• _GIVEN TASK_
Format all of the rows below as a JSON list of strings, with one string for each line and any blank lines left out.

• _RECORD SET_

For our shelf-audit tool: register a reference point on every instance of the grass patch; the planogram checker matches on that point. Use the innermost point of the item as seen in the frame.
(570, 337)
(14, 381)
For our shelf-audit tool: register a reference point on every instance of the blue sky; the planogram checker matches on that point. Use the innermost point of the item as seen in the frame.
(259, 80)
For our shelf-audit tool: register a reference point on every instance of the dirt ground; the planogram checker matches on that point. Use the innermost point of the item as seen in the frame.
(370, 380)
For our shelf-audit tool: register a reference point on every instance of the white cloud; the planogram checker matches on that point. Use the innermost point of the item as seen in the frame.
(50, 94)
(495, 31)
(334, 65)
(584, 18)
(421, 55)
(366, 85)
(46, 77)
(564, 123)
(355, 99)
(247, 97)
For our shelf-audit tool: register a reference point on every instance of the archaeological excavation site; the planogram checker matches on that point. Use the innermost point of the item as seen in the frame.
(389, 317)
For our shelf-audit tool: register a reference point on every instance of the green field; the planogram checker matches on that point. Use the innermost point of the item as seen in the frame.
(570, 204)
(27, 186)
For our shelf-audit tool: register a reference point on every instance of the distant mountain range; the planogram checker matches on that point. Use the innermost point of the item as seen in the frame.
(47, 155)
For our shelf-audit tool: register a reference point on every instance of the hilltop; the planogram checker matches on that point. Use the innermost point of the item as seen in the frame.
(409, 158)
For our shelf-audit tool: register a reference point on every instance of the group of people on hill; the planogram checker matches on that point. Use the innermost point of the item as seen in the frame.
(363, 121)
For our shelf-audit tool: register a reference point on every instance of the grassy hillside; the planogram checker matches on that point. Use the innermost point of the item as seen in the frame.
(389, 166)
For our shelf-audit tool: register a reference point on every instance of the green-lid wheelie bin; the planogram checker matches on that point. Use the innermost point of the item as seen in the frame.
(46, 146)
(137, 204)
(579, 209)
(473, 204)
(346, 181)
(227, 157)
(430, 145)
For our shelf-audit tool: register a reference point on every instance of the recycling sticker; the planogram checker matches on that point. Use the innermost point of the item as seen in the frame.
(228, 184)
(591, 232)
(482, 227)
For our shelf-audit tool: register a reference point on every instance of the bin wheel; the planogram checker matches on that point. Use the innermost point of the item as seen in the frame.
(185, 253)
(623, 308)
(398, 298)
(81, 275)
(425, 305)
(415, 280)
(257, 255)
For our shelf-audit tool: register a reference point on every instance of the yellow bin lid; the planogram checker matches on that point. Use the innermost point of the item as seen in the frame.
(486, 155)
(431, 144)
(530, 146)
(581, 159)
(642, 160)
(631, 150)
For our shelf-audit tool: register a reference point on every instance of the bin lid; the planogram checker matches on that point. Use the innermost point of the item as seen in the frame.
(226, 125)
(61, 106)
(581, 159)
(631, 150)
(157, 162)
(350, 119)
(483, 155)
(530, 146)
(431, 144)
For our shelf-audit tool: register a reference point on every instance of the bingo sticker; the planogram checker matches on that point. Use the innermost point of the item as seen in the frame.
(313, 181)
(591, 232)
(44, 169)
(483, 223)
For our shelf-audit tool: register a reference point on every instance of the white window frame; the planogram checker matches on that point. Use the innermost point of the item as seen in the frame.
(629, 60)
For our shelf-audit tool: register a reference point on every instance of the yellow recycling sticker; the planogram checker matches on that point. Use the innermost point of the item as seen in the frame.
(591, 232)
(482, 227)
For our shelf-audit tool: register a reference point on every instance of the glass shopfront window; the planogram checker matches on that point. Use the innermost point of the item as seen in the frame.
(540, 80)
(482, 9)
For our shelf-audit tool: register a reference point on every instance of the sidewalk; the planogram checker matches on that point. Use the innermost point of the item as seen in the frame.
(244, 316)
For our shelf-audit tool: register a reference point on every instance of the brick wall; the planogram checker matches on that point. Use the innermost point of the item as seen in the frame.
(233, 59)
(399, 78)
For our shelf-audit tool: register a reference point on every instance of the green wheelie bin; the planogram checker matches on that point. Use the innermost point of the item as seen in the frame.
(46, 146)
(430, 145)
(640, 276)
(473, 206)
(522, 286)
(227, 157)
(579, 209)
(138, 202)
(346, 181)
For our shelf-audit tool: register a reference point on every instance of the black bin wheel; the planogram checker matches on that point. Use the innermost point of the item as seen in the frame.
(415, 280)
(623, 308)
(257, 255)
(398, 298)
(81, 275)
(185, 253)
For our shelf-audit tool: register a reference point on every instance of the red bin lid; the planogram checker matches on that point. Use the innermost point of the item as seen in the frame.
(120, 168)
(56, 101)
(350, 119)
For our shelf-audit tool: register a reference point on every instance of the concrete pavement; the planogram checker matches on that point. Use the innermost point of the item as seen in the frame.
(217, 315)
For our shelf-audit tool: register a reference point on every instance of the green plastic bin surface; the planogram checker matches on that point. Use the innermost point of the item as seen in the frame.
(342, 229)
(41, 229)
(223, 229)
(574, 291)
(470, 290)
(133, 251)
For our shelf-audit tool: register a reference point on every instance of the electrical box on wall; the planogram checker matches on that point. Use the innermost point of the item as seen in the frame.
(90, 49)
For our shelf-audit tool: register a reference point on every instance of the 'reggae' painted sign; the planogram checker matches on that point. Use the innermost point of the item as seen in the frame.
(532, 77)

• _FULL RESPONSE_
[
  "For our shelf-audit tool: register a reference point on every instance of the grass patch; the planogram checker matches on that point. Use the innermost point of the item as seen in the frame.",
  "(570, 337)",
  "(14, 381)",
  "For our shelf-audit tool: register a reference point on every instance of the blue sky; the planogram checker matches on that point. Use the innermost point of the item as seen in the frame.",
  "(259, 80)",
  "For our shelf-audit tool: register a reference point on every instance of the dirt ground; the planogram checker matches on that point. Use the innermost point of the item as seen in the frame.",
  "(370, 380)",
  "For our shelf-audit tool: register a reference point on every instance of the white cloud; the planogram checker matches on that point. Use the innermost point of the item as seen in the frame.",
  "(50, 94)",
  "(495, 31)",
  "(334, 65)",
  "(584, 18)",
  "(421, 55)",
  "(366, 85)",
  "(46, 77)",
  "(564, 123)",
  "(355, 99)",
  "(247, 97)",
  "For our shelf-audit tool: register a reference point on every instance of the archaeological excavation site; the planogram checker matches on that point. Use the innermost point of the item as seen in the frame.",
  "(389, 317)",
  "For our shelf-audit tool: register a reference point on every instance of the green field; the planogram checker matches on that point. Use the innermost point of the item as seen in the frame.",
  "(570, 204)",
  "(27, 186)",
  "For our shelf-audit tool: register a reference point on every instance of the distant mountain range; the planogram checker matches on that point. Use the innermost point of the item as seen in the frame.",
  "(47, 155)",
  "For our shelf-audit tool: register a reference point on every instance of the hilltop; the planogram checker matches on that point. Use the innermost point of the item as seen in the frame.",
  "(409, 158)",
  "For our shelf-audit tool: register a reference point on every instance of the group of people on hill; the planogram checker matches on that point. Use the innermost point of the item as seen in the frame.",
  "(363, 121)",
  "For our shelf-audit tool: register a reference point on every instance of the grassy hillside; the planogram checker matches on that point. Use the innermost point of the item as seen in the frame.",
  "(389, 166)",
  "For our shelf-audit tool: register a reference point on every instance of the green-lid wheelie bin; the planogram checker matches on that point. Use the innermost point of the item as seen in the frame.",
  "(46, 146)",
  "(137, 204)",
  "(579, 209)",
  "(473, 204)",
  "(346, 181)",
  "(227, 157)",
  "(430, 145)",
  "For our shelf-audit tool: register a reference point on every instance of the recycling sticker; the planogram checker matches on that point. Use the innermost point of the item as seen in the frame.",
  "(228, 184)",
  "(591, 232)",
  "(482, 227)",
  "For our shelf-audit tool: register a reference point on every instance of the bin wheel; the planogram checker matches on that point. Use the innermost point of the item as seen in the frame.",
  "(185, 253)",
  "(623, 308)",
  "(398, 298)",
  "(81, 275)",
  "(425, 305)",
  "(415, 280)",
  "(257, 255)",
  "For our shelf-audit tool: register a reference point on every instance of the yellow bin lid; the planogram checker matches on that point. Use the innermost point of the item as seen in the frame.",
  "(486, 155)",
  "(431, 144)",
  "(530, 146)",
  "(581, 159)",
  "(642, 160)",
  "(631, 150)",
  "For our shelf-audit tool: register a reference point on every instance of the bin lid; the planogram checker matches on that point. Use the innermost point of the item as seen in the frame.",
  "(226, 125)",
  "(61, 106)",
  "(581, 159)",
  "(631, 150)",
  "(157, 162)",
  "(350, 119)",
  "(483, 155)",
  "(530, 146)",
  "(431, 144)",
  "For our shelf-audit tool: register a reference point on every instance of the bingo sticker; the planogram checker matches on that point. Use the innermost point of the item as seen in the frame.",
  "(313, 181)",
  "(591, 232)",
  "(44, 169)",
  "(483, 223)",
  "For our shelf-audit tool: register a reference point on every instance of the white window frame; the planogram checker matches on that point. Use the innermost point of the item as seen in the frame.",
  "(629, 60)",
  "For our shelf-audit tool: register a reference point on every instance of the yellow recycling sticker; the planogram checker matches on that point. Use the innermost point of the item as seen in the frame.",
  "(591, 232)",
  "(482, 227)",
  "For our shelf-audit tool: register a reference point on every instance of the glass shopfront window; the planogram checker matches on that point. Use the innermost point of the item as seen in the frame.",
  "(540, 80)",
  "(482, 9)",
  "For our shelf-audit tool: register a reference point on every instance of the sidewalk; the planogram checker matches on that point. Use the innermost point of the item as seen in the frame.",
  "(244, 316)",
  "For our shelf-audit tool: register a reference point on every instance of the brick wall; the planogram checker matches on that point. Use the innermost point of the item as seen in the frame.",
  "(233, 59)",
  "(399, 78)",
  "For our shelf-audit tool: register a reference point on every instance of the green wheelie bin; the planogram checker matches on that point. Use the innermost point of the item as seen in the frame.",
  "(46, 146)",
  "(430, 145)",
  "(640, 276)",
  "(473, 206)",
  "(522, 286)",
  "(227, 157)",
  "(579, 209)",
  "(138, 202)",
  "(346, 181)",
  "For our shelf-audit tool: register a reference point on every instance of the black bin wheel; the planogram checker matches on that point. Use the innermost point of the item as seen in the frame.",
  "(415, 280)",
  "(623, 308)",
  "(257, 255)",
  "(398, 298)",
  "(81, 275)",
  "(185, 253)",
  "For our shelf-audit tool: register a reference point on every instance of the red bin lid; the planogram checker matches on that point. Use the innermost point of the item as seen in the frame.",
  "(120, 168)",
  "(56, 101)",
  "(350, 119)",
  "For our shelf-audit tool: register a reference point on every instance of the concrete pavement; the planogram checker matches on that point. Use the innermost point of the item as seen in the frame.",
  "(217, 315)",
  "For our shelf-audit tool: register a reference point on every instance of the green plastic bin surface; the planogram checker matches on that point. Use the innermost point of the item as seen in the frame.",
  "(342, 229)",
  "(41, 229)",
  "(223, 229)",
  "(574, 291)",
  "(470, 290)",
  "(133, 251)",
  "For our shelf-audit tool: register a reference point on every instance of the electrical box on wall; the planogram checker matches on that point. Use the innermost point of the item as seen in the frame.",
  "(90, 49)",
  "For our shelf-audit tool: register a reference point on every instance of the 'reggae' painted sign; the planogram checker matches on that point. Use the innermost point of the item as seen in the frame.",
  "(532, 77)"
]